> **What is required**
Reproduce every item below, substituting "largest inscribed circle" for each occurrence of "biggest circle" and leaving all other text unchanged. Omit the pictures from your answer.

* * *

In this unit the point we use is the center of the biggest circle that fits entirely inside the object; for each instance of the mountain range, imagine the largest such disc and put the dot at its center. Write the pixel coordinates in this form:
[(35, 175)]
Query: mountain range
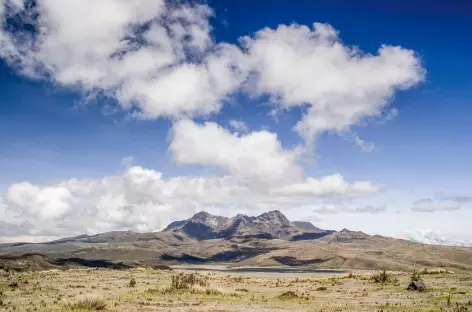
[(269, 239)]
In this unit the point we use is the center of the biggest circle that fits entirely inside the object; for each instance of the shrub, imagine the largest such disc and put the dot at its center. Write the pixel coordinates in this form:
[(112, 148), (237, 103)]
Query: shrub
[(132, 283), (186, 281), (89, 303), (415, 276), (288, 295), (383, 277)]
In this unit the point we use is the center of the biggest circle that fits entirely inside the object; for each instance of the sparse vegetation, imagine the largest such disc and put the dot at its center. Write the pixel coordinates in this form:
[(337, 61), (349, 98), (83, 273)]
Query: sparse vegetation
[(187, 281), (89, 303), (67, 291), (132, 283), (415, 276), (383, 277), (288, 295)]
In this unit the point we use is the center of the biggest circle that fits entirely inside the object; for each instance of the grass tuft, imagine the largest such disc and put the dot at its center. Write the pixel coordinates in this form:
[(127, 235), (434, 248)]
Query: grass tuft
[(92, 303)]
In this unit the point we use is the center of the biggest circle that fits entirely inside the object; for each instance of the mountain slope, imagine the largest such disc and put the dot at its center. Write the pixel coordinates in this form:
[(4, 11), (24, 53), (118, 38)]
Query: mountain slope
[(266, 240), (272, 224)]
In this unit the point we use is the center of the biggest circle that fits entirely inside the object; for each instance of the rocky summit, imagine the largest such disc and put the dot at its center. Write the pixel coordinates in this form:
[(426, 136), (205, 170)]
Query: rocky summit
[(269, 225)]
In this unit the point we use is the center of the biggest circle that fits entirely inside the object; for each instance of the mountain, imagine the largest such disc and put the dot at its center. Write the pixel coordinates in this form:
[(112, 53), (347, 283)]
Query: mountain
[(269, 225)]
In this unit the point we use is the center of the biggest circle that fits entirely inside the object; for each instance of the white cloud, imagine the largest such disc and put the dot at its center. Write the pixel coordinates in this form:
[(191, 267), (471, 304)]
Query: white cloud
[(161, 60), (329, 186), (239, 126), (362, 144), (429, 236), (149, 55), (256, 155), (140, 199), (432, 205), (344, 208), (296, 66)]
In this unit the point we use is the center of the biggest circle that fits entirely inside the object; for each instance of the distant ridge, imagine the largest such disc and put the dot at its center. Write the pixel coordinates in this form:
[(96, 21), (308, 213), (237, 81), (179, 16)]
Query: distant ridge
[(272, 224)]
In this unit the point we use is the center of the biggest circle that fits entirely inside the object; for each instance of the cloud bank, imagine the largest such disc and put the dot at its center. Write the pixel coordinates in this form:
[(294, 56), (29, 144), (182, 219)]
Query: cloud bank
[(160, 60), (142, 199), (157, 60)]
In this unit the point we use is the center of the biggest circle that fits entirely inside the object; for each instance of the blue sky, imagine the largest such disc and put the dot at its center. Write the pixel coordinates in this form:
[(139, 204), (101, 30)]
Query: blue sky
[(53, 130)]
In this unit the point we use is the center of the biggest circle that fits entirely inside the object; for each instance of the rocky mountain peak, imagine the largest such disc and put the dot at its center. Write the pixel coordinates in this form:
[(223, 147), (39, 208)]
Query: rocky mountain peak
[(274, 216), (272, 224)]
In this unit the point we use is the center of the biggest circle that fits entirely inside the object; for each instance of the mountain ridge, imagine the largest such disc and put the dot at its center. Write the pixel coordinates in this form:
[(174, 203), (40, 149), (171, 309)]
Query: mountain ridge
[(272, 224), (269, 239)]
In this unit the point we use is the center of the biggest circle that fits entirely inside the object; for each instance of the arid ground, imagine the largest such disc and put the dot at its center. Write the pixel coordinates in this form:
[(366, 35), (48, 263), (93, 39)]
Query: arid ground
[(218, 289)]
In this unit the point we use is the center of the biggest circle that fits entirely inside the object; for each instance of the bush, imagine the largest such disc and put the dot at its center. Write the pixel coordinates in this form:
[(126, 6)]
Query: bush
[(187, 281), (383, 277), (89, 303), (132, 283), (289, 295), (415, 277)]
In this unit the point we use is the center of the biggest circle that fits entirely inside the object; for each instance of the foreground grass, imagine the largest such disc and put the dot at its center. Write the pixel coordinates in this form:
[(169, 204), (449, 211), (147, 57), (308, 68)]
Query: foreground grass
[(150, 290)]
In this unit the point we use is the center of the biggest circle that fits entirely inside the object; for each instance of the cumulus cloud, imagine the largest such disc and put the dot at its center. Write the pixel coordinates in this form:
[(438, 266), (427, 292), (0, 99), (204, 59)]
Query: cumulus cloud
[(139, 199), (301, 66), (238, 125), (344, 208), (159, 60), (432, 237), (441, 204), (256, 155), (148, 55)]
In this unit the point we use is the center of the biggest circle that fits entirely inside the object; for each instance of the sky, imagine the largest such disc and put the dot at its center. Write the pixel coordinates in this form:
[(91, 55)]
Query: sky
[(128, 115)]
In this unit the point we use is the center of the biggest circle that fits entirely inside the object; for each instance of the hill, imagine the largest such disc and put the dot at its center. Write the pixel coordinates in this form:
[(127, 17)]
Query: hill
[(269, 239)]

* * *

> **Finished exercise**
In this unit the point we use is the center of the largest inscribed circle that fits entirely inside the object; for each instance of the mountain range, imagine the largest such disc and put the dot at its center. Write the pixel coordinates in this form:
[(35, 175)]
Query: mountain range
[(269, 239)]
In this unit the point we use is the center of the largest inscribed circle that fits entirely inside the object; for each instance of the shrub, imagine the largest such disc and put the dot at its center. Write the pixel coordinates in this form:
[(112, 148), (237, 103)]
Query: shrub
[(132, 283), (186, 281), (89, 303), (415, 276), (288, 295), (383, 277)]
In this unit the point we use is the center of the largest inscribed circle that fits entirely inside the object; for each instance of the sparse vegetation, imagine the largest such disc and put the dot at its center. Write the pixel coordinates in this form:
[(337, 61), (349, 98), (83, 273)]
Query: sparse vegetation
[(187, 281), (89, 303), (67, 291), (132, 283), (415, 276), (383, 277), (288, 295)]
In this unit the point we use is the center of the largest inscribed circle that fits entirely inside the object; for each instance of the grass tuft, imagine the largest such disc and put the dot at its center. Write the pixel coordinates in this form:
[(127, 235), (434, 248)]
Query: grass tuft
[(92, 303)]
In this unit the point we use is the center of the largest inscribed circle that fits entirely inside the object; for each instance of the mountain slope, imagine the largest such disc and put the dot at its center. Write the pixel coordinates in this form:
[(4, 11), (24, 53), (118, 38)]
Query: mountain slope
[(266, 240), (272, 224)]
In this unit the point we use is the center of the largest inscribed circle that fits entirely inside the object; for each instance of the rocky summit, imagine the largest such disc and put the dot at its center. Write the pixel coordinates in this form:
[(426, 136), (205, 170)]
Query: rocky summit
[(269, 225)]
In this unit the point we use is the center of the largest inscribed circle that fits entirely inside the object; for each instance of the mountain, imagine the largest such disc and put the dot at its center. Write the pixel coordinates in this form:
[(112, 53), (347, 283)]
Query: mountain
[(269, 225)]
In this unit the point we use is the center of the largest inscribed circle that fits entirely inside the object; for each instance of the white cloud, imagine the largest such disc and put the dot at its center. Write the pixel coordinates in this form:
[(191, 267), (471, 304)]
Query: white cloud
[(161, 60), (329, 186), (239, 126), (362, 144), (429, 236), (149, 55), (256, 155), (140, 199), (432, 205), (344, 208), (296, 66)]
In this unit the point we use is the center of the largest inscribed circle that fits entirely inside the object; for each instance of the distant ridge, imagine the largest such disc and put the dot at its center. Write the pixel coordinates in this form:
[(96, 21), (308, 213), (237, 81), (179, 16)]
Query: distant ridge
[(272, 224)]
In this unit the point we use is the center of the largest inscribed circle that fits entirely inside the object; for each instance of the cloud bank, imagine the largest such disc and put the dot at its center. Write the pixel coordinates in this form:
[(294, 56), (29, 144), (182, 219)]
Query: cloud bank
[(160, 60), (142, 199), (157, 60)]
In this unit the point we use is the center of the largest inscribed circle that fits entirely inside the object; for each instance of the blue sky, imagine the largest such disc and put the dot at its center. Write the pixel coordinates in this form:
[(139, 204), (101, 30)]
Query: blue sky
[(53, 130)]
In this unit the point we use is the center of the largest inscribed circle that fits entirely inside the object; for each instance of the rocky mountain peak, imagine the largest such disc and put the dot at its center. Write the pixel coordinates in this form:
[(223, 147), (39, 208)]
Query: rocky mountain peak
[(274, 216), (272, 224)]
In this unit the point we use is the center of the largest inscribed circle that fits entirely inside the object; for each instance of the mountain ridge, imagine the largest such disc and put the dot at its center. Write the pixel coordinates in this form:
[(174, 203), (40, 149), (171, 309)]
Query: mountain ridge
[(272, 224), (269, 239)]
In this unit the point we use is the center of the largest inscribed circle that fits entirely inside the object; for each instance of the arid ground, imagine the largest such disc and put the dot at its center. Write the pixel coordinates in this form:
[(366, 35), (48, 263), (93, 39)]
Query: arid ground
[(218, 289)]
In this unit the point we use is the center of the largest inscribed circle that fits entirely inside the object; for each instance of the bush, imagine the largest such disc and put the dot at its center. Write the pixel coordinates in this form:
[(126, 6)]
Query: bush
[(187, 281), (383, 277), (89, 303), (132, 283), (289, 295), (415, 277)]
In this unit the point we use is the center of the largest inscribed circle that fits entirely inside the object; for each instance of the foreground grass, imagine the largest such disc and put the dot at its center. Write the pixel coordinates in this form:
[(169, 204), (449, 211), (147, 57), (308, 68)]
Query: foreground grass
[(150, 290)]
In this unit the point we use is the center of the largest inscribed circle that fits entirely inside the object; for each instance of the cumulus cloud, imagine the largest such disc and put the dot at its center. Write the pixel coordinates in this form:
[(438, 266), (427, 292), (0, 99), (204, 59)]
Query: cumulus cloud
[(139, 199), (301, 66), (238, 125), (344, 208), (159, 60), (432, 237), (441, 204), (256, 155), (148, 55)]
In this unit the point we use is the center of the largest inscribed circle that fits entirely inside the object; for each instance of the sky, imagine the largest such disc and put the dot at its center. Write the pixel coordinates in this form:
[(91, 55)]
Query: sky
[(128, 115)]
In this unit the point we use is the center of the largest inscribed circle that fits entirely inside the object; for each instance of the hill, imagine the largest such disc and put the dot at its center. Write the pixel coordinates in this form:
[(127, 17)]
Query: hill
[(269, 239)]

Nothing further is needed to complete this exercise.